---- Material for this exercise
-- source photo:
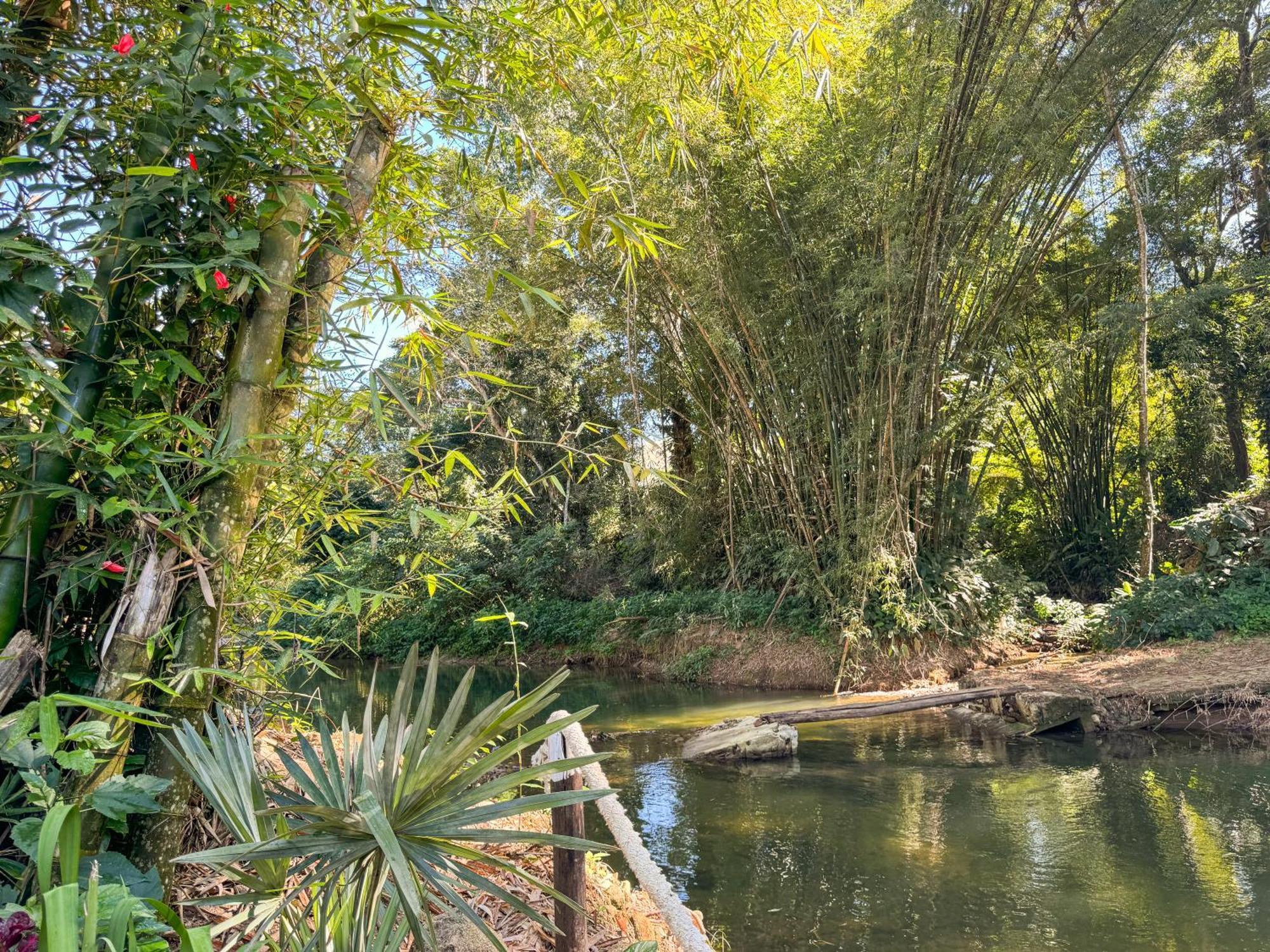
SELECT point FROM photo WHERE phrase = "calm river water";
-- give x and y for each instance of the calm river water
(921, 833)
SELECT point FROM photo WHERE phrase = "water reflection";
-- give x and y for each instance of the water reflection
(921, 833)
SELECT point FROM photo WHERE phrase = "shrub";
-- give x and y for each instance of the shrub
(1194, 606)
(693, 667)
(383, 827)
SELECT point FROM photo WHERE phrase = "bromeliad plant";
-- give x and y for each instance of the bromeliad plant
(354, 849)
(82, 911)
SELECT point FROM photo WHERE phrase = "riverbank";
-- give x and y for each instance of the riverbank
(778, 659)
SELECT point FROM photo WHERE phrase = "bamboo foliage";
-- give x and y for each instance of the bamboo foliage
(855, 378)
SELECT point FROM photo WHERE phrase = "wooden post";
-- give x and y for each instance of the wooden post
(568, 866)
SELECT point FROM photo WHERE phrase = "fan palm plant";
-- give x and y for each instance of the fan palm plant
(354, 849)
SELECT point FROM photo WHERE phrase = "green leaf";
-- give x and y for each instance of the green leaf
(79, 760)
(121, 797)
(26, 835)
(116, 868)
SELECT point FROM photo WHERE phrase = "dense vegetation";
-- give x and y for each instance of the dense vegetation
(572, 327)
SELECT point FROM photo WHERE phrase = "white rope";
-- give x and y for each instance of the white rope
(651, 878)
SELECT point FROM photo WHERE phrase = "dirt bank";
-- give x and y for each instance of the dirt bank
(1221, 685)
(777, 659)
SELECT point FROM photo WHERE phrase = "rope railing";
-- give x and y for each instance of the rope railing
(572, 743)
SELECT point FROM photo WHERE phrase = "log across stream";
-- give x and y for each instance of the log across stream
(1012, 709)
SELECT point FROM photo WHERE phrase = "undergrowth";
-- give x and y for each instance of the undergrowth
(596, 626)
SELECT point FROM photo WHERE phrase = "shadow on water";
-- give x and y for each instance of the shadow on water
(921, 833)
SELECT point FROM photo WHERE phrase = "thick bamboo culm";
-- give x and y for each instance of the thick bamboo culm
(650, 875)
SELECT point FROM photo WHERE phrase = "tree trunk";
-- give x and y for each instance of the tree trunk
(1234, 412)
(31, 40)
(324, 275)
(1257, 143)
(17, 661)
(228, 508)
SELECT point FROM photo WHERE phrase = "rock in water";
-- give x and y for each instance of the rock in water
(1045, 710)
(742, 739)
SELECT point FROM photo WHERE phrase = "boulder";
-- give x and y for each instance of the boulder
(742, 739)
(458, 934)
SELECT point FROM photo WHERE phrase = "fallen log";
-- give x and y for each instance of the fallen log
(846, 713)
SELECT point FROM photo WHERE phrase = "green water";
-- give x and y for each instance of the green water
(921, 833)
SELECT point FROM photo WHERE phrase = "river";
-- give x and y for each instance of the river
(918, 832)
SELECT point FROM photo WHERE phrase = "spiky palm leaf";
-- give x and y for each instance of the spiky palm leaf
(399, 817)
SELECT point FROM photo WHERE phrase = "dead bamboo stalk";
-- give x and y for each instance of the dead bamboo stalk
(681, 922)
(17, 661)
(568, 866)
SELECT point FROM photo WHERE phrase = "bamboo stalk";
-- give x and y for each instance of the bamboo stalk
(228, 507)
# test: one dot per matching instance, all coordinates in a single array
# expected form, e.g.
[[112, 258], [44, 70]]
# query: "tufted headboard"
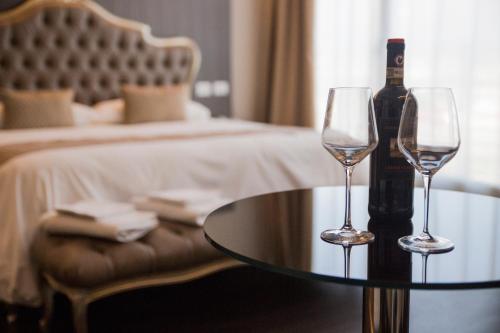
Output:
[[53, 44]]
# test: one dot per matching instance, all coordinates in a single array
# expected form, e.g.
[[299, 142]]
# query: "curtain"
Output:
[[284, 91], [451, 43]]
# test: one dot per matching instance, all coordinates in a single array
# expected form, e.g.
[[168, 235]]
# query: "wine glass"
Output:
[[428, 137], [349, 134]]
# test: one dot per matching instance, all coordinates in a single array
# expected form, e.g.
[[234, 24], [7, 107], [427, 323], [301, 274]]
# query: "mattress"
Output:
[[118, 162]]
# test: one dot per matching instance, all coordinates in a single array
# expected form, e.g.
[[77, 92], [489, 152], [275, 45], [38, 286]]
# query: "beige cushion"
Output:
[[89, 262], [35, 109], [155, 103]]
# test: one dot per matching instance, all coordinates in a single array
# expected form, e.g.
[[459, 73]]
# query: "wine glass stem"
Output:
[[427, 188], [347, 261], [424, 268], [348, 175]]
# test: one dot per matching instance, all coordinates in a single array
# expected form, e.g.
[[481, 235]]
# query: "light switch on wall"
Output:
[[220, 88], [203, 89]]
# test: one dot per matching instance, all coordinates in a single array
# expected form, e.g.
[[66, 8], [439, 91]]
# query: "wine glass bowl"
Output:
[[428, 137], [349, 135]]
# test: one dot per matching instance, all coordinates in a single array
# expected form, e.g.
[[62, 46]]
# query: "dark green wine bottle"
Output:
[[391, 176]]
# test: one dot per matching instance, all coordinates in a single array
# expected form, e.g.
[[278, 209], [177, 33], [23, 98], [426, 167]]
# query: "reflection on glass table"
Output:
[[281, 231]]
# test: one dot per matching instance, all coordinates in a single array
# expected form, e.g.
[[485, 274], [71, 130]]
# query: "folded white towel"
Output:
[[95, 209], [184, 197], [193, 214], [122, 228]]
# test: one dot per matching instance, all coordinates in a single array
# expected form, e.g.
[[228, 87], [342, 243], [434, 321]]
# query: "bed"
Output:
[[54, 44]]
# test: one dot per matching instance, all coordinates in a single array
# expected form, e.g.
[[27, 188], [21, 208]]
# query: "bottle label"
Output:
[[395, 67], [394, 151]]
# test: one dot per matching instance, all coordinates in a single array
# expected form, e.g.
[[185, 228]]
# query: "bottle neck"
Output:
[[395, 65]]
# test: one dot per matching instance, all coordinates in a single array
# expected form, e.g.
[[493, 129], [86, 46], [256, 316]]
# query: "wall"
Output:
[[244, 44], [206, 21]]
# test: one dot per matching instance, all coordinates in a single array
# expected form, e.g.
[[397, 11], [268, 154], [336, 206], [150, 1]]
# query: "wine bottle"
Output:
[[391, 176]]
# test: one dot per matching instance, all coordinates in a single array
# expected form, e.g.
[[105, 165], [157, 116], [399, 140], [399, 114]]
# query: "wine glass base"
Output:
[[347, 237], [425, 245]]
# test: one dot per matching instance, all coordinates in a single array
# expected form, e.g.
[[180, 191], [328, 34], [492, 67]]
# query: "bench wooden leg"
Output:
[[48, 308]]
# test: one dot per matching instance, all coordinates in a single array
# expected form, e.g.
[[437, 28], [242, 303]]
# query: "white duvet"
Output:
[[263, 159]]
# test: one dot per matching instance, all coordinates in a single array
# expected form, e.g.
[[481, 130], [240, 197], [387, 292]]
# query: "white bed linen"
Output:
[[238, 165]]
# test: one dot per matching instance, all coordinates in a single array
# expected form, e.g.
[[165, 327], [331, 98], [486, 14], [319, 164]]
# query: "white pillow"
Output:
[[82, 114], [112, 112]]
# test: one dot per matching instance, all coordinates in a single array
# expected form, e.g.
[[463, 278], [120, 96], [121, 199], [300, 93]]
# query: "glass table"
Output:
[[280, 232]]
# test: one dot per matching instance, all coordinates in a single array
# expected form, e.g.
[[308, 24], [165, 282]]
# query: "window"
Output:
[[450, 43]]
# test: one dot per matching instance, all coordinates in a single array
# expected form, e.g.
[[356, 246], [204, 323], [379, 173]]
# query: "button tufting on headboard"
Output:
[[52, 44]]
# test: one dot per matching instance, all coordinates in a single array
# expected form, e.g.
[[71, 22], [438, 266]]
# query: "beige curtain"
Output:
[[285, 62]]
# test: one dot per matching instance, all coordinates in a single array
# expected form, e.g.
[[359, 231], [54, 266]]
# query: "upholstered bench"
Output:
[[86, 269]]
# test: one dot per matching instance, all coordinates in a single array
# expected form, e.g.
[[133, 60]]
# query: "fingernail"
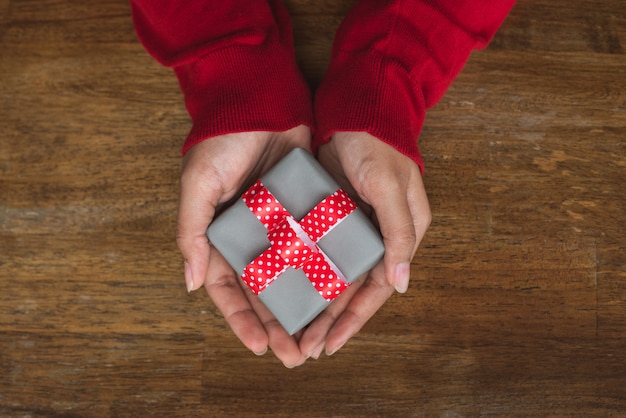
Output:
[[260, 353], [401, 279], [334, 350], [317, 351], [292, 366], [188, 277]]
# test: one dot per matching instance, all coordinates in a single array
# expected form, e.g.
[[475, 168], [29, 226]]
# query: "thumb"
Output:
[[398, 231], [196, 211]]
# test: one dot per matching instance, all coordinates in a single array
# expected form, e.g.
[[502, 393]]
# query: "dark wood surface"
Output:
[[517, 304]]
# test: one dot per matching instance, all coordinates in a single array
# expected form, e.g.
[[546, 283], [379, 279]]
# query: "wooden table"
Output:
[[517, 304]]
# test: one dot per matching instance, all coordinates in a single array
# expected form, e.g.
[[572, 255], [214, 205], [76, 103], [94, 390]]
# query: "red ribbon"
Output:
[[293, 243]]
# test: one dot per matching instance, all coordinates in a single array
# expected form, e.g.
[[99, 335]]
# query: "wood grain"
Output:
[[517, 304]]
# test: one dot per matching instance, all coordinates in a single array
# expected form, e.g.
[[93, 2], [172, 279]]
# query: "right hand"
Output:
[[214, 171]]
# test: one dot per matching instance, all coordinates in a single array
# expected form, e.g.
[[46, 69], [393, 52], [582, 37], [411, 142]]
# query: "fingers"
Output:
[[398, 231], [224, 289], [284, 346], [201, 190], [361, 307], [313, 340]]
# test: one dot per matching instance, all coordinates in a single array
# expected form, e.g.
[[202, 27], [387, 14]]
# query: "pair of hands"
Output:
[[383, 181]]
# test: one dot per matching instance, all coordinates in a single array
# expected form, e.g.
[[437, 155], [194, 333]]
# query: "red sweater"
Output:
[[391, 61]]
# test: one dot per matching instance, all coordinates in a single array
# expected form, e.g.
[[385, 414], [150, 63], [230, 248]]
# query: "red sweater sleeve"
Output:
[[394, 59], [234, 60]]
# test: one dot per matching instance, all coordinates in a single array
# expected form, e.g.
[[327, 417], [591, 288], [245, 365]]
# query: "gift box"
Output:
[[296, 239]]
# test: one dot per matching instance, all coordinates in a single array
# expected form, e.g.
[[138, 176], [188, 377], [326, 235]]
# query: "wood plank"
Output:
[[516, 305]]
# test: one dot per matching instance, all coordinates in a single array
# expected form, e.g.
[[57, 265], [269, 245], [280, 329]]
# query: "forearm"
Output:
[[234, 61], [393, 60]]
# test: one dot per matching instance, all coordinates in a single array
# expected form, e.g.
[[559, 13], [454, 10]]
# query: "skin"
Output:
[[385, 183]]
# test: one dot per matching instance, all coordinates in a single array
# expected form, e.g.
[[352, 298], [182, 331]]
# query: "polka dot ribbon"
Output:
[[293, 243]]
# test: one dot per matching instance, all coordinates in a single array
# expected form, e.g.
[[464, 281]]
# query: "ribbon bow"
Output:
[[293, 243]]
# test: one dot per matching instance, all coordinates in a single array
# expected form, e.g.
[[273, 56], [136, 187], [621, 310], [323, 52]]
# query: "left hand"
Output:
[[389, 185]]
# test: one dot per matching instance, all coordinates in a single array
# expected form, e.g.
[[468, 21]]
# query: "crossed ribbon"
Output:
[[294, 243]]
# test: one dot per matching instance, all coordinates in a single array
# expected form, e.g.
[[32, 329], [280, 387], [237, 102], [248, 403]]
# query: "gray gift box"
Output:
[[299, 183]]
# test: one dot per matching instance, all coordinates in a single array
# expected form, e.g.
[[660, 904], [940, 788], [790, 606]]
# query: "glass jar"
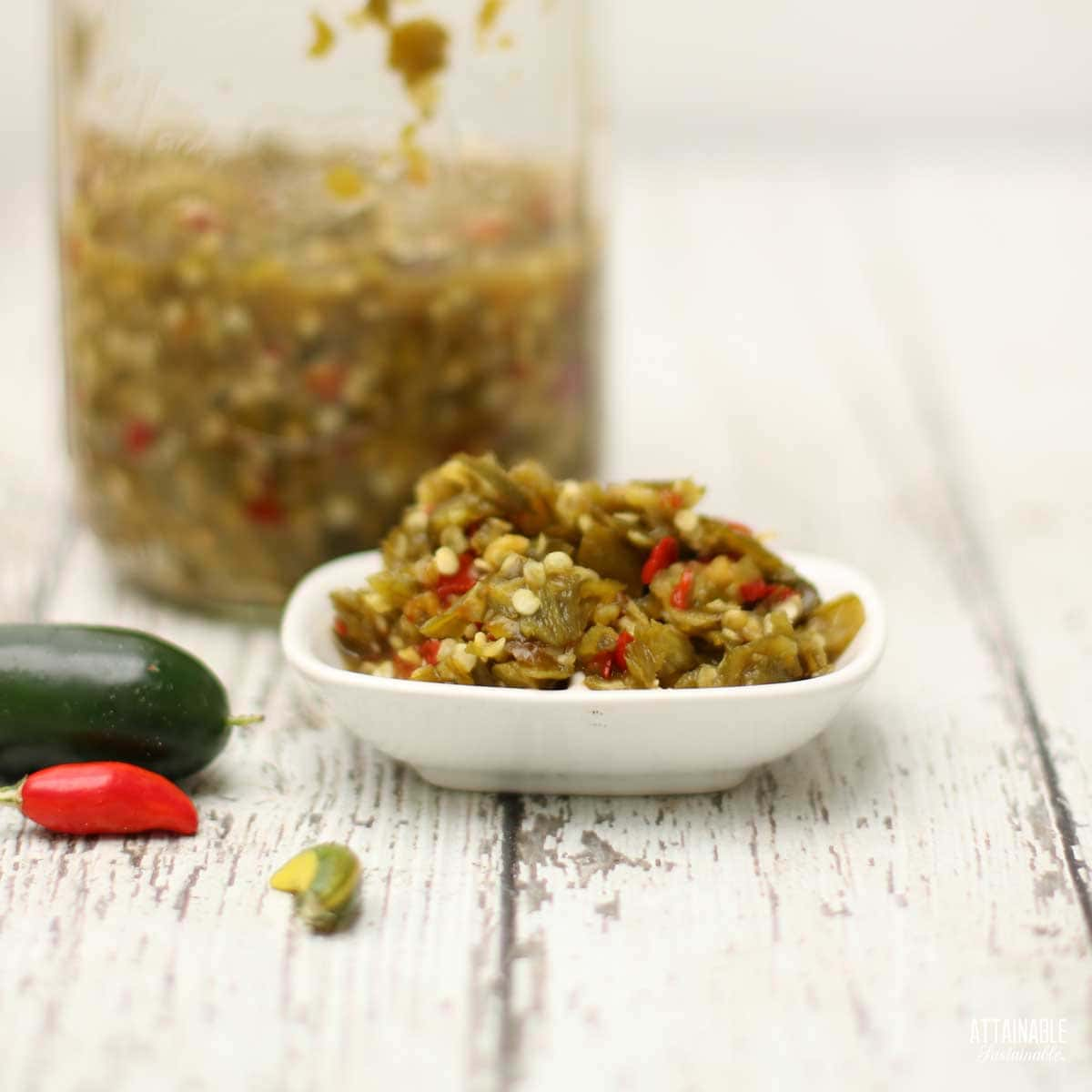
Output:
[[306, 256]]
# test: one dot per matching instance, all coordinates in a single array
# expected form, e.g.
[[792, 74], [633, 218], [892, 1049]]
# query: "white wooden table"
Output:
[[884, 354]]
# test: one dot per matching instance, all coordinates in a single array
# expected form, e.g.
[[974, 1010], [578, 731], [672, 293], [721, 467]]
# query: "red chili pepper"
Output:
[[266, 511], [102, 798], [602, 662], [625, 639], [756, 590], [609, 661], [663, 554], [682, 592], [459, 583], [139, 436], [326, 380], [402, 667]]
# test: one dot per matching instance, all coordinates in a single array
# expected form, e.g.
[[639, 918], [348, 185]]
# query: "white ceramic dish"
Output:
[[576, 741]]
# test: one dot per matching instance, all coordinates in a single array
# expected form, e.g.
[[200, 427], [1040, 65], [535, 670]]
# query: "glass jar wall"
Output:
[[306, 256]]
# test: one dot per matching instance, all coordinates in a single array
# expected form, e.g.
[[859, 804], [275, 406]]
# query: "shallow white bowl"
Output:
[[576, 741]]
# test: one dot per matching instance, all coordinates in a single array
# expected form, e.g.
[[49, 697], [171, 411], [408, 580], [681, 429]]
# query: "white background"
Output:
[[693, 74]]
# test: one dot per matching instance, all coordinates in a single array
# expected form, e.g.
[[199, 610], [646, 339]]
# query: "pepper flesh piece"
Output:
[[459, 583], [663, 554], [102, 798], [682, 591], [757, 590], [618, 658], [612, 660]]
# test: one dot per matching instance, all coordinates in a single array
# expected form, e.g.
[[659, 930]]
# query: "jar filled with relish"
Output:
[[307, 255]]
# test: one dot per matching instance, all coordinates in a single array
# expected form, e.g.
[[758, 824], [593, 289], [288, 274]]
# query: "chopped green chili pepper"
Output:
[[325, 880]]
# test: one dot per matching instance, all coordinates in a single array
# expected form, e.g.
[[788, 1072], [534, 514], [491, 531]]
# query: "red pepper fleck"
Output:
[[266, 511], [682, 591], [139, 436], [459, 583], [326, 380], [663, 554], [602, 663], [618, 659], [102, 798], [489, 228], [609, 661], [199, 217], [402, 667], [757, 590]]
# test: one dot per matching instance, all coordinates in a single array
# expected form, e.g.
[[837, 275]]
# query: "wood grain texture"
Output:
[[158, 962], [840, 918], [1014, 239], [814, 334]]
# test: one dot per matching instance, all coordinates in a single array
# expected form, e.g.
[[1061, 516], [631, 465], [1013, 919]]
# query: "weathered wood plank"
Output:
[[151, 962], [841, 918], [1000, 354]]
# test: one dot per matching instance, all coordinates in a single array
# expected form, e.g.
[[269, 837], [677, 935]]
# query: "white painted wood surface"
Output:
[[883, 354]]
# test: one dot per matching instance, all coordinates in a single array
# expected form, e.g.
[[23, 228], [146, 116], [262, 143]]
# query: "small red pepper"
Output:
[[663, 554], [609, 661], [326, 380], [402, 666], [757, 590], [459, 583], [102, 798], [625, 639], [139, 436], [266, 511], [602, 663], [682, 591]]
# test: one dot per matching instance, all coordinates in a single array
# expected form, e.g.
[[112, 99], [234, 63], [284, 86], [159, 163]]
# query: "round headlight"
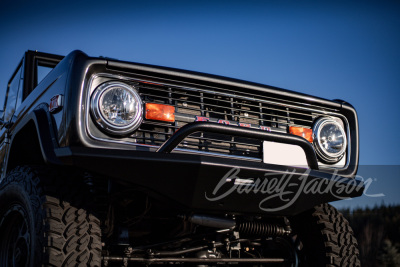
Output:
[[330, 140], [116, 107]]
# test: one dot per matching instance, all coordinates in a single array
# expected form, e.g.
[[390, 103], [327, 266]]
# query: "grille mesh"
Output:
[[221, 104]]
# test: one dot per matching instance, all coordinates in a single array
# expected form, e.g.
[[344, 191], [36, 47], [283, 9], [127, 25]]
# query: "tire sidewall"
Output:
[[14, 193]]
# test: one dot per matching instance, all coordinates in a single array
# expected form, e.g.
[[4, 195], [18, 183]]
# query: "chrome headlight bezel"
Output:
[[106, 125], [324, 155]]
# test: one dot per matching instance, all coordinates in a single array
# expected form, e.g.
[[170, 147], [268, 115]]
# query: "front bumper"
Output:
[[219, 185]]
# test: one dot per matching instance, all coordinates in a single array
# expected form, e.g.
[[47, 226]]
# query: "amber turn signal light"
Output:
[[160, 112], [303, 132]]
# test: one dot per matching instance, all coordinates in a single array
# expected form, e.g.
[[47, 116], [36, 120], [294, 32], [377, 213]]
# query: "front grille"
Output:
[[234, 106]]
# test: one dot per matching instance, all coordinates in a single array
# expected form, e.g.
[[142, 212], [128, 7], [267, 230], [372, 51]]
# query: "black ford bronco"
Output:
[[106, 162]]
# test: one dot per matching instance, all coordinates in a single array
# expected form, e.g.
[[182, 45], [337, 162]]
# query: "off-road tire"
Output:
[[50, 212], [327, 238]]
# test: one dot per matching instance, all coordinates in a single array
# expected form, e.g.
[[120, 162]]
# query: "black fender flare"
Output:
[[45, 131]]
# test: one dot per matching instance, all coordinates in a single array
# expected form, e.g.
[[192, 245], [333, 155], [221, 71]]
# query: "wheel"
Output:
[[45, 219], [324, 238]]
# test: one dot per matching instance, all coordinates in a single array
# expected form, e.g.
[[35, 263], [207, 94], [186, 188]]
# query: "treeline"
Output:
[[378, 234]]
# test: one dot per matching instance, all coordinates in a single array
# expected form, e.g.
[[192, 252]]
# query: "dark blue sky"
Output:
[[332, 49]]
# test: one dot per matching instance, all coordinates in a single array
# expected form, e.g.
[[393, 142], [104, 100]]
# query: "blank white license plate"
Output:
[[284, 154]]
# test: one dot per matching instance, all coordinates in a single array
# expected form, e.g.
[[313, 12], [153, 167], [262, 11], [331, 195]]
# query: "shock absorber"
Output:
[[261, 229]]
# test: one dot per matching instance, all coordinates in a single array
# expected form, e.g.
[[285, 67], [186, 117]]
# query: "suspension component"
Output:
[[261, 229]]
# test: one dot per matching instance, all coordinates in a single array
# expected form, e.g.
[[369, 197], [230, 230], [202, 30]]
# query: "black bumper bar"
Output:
--------
— Task instructions —
Tally the lines in the records above that contain the string "bottle", treating uppercase and lowercase as different. Reply with the number only.

— Answer for this exercise —
4